(About this exercise)
Would you tally how many lines in the records include the word "trunk"? Reply with the number only.

(Provided records)
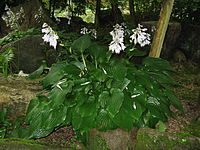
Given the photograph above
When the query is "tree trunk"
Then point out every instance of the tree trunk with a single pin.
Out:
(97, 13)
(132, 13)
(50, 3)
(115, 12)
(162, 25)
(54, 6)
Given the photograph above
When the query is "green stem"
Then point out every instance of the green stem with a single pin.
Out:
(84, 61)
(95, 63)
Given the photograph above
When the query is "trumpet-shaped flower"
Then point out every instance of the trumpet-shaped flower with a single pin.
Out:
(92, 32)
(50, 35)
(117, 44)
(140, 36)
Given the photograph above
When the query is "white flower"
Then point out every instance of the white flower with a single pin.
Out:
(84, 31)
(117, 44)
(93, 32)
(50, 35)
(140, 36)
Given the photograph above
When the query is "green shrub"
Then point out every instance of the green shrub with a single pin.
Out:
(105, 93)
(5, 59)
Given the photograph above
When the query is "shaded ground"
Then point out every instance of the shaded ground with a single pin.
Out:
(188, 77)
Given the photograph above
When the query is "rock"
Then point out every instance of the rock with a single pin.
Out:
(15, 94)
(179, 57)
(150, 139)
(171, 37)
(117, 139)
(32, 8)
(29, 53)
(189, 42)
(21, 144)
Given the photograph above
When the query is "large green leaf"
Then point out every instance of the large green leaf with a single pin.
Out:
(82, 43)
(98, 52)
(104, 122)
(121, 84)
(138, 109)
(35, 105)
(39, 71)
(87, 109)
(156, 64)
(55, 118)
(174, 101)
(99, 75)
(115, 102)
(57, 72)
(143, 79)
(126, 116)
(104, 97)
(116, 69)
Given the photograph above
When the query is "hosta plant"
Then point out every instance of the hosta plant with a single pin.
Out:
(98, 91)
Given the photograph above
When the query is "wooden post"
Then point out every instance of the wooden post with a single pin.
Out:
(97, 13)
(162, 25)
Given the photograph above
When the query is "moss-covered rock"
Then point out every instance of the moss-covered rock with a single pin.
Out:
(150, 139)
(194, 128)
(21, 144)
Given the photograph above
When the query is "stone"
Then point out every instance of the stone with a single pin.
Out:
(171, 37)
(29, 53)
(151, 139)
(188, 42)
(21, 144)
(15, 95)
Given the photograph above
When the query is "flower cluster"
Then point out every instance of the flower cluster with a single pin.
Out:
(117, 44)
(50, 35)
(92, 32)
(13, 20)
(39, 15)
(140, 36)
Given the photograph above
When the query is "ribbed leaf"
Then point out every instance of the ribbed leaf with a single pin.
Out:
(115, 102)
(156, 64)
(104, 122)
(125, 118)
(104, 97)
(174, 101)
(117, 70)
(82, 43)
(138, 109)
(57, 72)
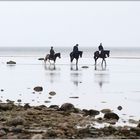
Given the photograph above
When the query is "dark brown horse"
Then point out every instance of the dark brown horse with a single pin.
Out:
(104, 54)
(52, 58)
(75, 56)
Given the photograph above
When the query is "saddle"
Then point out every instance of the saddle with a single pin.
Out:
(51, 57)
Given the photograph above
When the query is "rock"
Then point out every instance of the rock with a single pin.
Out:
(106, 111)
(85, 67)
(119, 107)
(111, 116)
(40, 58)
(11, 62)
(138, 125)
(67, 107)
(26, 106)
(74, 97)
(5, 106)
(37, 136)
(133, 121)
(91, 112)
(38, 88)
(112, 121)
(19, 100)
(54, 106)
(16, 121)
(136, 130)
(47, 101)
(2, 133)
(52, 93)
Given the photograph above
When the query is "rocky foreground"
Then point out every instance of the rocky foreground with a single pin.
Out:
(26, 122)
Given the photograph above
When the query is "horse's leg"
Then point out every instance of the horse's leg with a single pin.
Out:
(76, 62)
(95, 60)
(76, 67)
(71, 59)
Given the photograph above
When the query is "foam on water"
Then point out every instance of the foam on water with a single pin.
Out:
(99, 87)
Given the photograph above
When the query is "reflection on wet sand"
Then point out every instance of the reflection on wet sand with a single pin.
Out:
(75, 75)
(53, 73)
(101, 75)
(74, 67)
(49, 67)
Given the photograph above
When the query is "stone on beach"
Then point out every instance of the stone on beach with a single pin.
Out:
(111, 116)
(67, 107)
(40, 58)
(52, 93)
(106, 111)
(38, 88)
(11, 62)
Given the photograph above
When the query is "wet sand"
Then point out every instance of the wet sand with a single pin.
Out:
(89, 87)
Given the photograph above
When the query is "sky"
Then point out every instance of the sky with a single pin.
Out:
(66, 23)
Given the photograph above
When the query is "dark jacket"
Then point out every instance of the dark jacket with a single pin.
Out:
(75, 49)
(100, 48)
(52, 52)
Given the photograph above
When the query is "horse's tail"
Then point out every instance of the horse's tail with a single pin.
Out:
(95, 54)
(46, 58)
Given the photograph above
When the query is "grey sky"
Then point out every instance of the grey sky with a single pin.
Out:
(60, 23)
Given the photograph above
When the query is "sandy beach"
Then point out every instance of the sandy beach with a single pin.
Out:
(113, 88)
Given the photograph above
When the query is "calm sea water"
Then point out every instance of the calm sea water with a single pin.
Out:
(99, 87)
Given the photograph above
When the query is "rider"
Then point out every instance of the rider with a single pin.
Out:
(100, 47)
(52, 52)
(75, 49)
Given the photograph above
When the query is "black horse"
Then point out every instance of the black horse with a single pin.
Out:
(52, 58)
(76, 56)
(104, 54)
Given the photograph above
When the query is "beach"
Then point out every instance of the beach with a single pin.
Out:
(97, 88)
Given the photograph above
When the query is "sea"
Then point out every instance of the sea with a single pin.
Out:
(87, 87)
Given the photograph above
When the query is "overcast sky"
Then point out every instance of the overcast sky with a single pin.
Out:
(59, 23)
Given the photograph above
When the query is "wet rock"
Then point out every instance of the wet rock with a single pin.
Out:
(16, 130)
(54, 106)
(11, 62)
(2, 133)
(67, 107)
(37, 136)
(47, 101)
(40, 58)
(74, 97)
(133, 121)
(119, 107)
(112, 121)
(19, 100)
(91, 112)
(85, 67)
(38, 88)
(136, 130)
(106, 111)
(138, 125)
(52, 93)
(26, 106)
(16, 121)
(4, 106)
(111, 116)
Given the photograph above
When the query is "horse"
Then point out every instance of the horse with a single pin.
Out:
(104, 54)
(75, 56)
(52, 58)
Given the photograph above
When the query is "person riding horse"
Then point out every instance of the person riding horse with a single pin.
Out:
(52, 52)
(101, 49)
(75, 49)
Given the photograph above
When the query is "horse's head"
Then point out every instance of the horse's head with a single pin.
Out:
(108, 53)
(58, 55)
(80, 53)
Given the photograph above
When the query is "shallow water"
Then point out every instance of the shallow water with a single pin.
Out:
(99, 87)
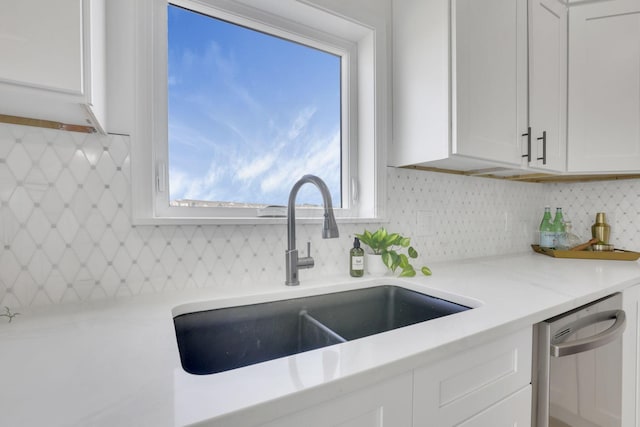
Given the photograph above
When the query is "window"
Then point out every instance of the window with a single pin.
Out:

(Output below)
2